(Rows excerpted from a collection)
==*==
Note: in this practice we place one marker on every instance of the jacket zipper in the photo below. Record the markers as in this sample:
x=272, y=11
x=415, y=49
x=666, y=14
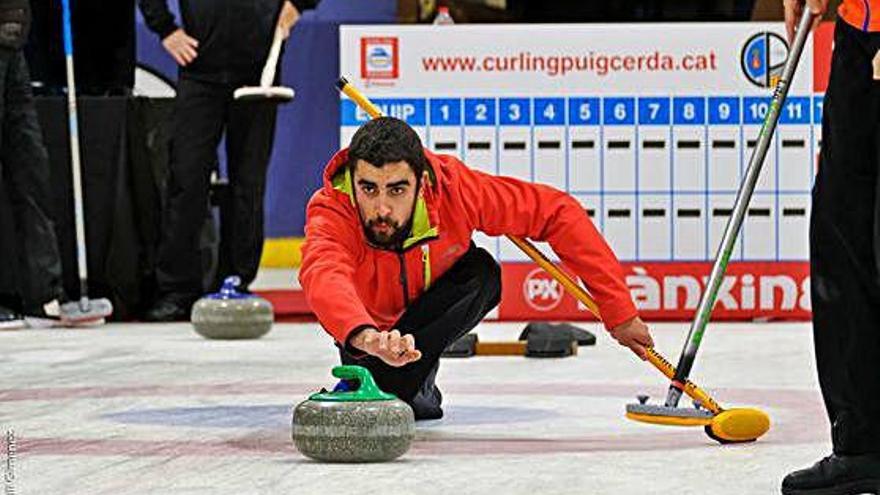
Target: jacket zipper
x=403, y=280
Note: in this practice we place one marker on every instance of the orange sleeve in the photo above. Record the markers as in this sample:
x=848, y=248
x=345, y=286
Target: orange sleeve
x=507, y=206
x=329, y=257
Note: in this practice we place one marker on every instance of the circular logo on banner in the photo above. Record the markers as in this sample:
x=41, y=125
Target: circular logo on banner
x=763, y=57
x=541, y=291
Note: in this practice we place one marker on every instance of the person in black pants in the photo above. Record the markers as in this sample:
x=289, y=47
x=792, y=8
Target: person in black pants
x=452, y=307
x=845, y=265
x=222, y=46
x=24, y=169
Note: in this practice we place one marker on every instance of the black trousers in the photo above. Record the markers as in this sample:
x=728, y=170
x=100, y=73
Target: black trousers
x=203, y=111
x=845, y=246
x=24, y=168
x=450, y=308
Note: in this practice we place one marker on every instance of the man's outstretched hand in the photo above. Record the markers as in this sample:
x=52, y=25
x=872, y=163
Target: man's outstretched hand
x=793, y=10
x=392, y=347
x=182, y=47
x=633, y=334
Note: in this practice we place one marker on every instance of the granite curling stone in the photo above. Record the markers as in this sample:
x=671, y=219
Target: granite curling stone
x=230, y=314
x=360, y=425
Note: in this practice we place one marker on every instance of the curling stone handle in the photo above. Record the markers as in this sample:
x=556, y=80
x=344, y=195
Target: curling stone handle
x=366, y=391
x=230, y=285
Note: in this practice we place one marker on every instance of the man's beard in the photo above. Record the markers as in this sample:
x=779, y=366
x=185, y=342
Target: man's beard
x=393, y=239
==*==
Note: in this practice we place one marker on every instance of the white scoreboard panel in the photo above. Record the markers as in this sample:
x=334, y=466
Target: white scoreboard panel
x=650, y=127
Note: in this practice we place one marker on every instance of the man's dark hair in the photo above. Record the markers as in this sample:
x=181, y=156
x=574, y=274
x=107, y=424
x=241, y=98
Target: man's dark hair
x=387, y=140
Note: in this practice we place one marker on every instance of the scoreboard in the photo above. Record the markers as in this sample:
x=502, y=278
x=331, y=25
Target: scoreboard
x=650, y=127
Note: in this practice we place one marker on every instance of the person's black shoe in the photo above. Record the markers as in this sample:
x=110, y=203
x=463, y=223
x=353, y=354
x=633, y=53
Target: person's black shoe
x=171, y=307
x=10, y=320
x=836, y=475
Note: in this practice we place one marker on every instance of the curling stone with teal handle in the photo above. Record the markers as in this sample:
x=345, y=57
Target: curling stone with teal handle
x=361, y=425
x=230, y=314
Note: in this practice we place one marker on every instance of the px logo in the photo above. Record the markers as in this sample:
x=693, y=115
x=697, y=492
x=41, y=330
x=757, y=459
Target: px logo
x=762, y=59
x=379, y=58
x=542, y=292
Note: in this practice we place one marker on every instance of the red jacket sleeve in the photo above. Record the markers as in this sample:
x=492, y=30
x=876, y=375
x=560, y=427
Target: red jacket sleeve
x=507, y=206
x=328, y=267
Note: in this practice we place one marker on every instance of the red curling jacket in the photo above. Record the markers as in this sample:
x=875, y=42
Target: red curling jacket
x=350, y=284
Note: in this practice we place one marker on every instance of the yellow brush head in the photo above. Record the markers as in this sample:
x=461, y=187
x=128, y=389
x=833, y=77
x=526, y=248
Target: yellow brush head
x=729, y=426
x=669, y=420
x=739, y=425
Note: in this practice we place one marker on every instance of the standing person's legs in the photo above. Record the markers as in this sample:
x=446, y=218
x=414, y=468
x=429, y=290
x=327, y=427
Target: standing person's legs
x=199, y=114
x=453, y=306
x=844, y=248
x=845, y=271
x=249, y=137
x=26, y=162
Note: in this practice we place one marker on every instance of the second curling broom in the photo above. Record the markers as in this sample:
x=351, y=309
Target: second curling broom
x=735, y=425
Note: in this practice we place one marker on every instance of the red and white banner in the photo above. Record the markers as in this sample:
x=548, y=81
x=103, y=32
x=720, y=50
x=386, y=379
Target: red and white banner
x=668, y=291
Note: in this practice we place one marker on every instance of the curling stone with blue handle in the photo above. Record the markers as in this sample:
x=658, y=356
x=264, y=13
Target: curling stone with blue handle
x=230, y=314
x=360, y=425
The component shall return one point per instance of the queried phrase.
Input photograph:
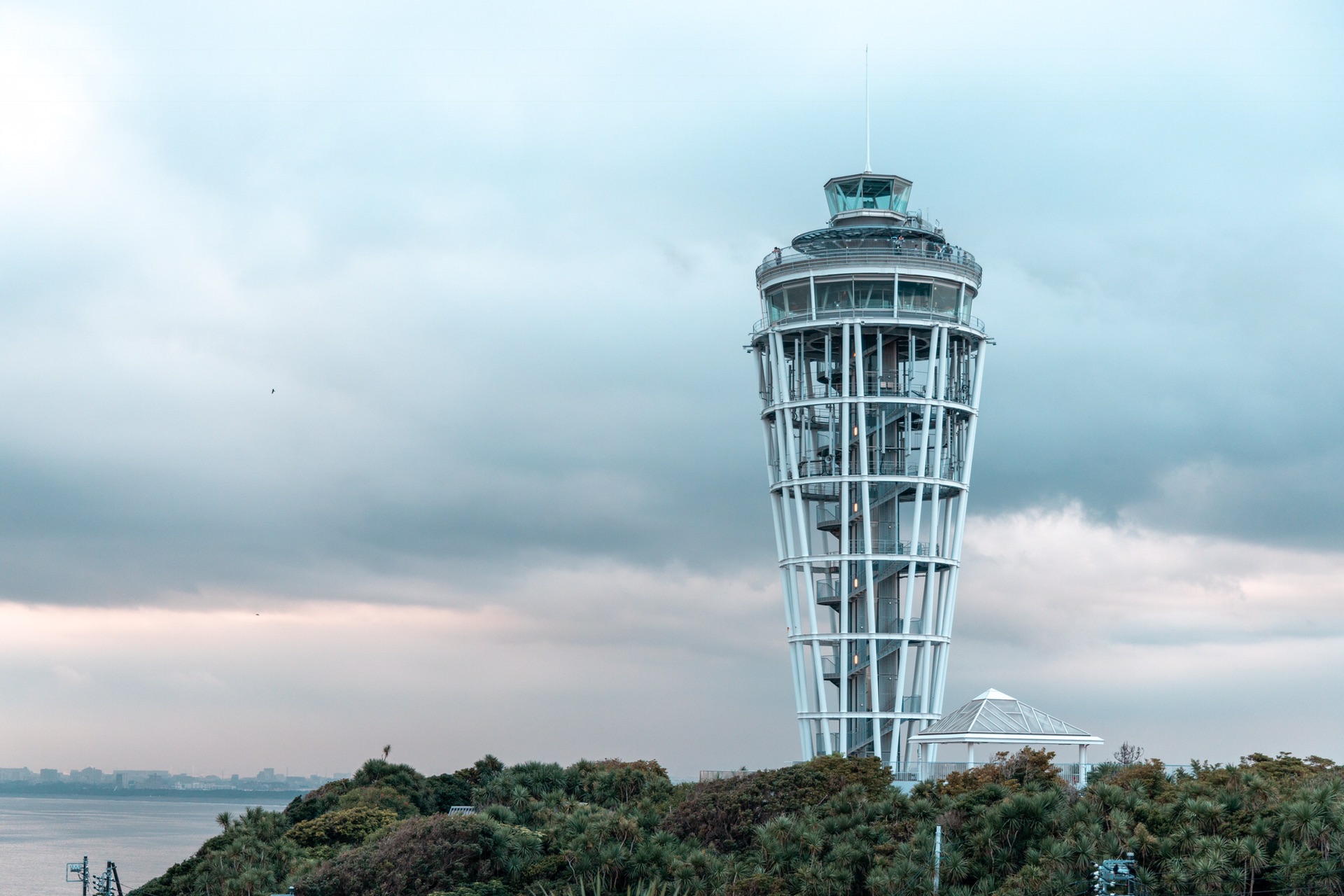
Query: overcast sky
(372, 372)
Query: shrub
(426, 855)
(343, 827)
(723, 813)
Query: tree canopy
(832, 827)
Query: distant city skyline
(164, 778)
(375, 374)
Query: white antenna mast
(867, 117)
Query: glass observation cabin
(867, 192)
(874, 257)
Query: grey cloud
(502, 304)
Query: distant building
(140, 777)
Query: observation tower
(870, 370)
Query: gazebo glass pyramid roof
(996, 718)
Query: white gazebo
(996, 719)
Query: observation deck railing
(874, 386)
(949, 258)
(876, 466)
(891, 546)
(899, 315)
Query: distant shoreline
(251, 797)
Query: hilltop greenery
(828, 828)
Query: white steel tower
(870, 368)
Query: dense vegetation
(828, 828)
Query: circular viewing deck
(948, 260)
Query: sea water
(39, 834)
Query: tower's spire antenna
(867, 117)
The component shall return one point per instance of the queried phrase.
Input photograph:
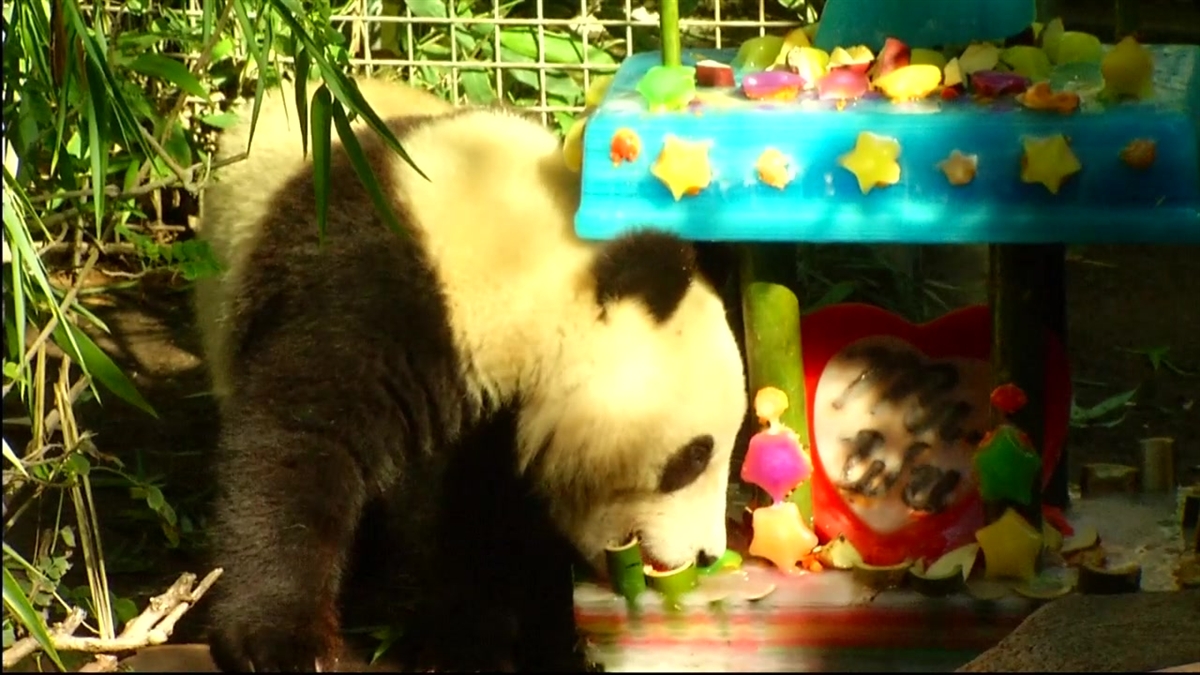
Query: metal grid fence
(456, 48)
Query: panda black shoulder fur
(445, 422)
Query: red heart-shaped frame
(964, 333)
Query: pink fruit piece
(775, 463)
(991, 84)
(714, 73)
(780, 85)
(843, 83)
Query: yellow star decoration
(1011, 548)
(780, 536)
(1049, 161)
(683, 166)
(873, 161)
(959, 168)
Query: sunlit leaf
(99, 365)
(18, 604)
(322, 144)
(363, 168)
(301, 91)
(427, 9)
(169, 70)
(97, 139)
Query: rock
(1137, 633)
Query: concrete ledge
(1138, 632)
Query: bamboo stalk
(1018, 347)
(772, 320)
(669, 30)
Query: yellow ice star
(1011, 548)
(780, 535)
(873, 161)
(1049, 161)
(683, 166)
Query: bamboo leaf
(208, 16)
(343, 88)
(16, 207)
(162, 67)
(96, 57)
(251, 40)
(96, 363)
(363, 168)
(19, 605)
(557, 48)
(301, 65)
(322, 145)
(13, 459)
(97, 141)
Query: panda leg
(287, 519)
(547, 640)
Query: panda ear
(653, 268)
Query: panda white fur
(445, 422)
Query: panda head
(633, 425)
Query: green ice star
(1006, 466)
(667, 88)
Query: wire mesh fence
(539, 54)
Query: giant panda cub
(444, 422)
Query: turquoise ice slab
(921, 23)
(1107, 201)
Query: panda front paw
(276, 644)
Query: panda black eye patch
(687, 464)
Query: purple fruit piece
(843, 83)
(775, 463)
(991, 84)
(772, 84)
==*==
- _What the task requires_
Copy out word for word the rows from the line with "of the orange" up to and including the line with "x=541, y=291".

- _Answer for the task_
Note: in this practice we place one marker on every instance of the orange sleeve in the photo above. Record the markers as in this sample:
x=848, y=248
x=345, y=286
Target: orange sleeve
x=507, y=206
x=329, y=257
Note: in this practice we place one marker on every instance of the circular logo on banner in the photo above. Record the markers as in this sample:
x=41, y=125
Target: circular logo on banner
x=763, y=57
x=541, y=291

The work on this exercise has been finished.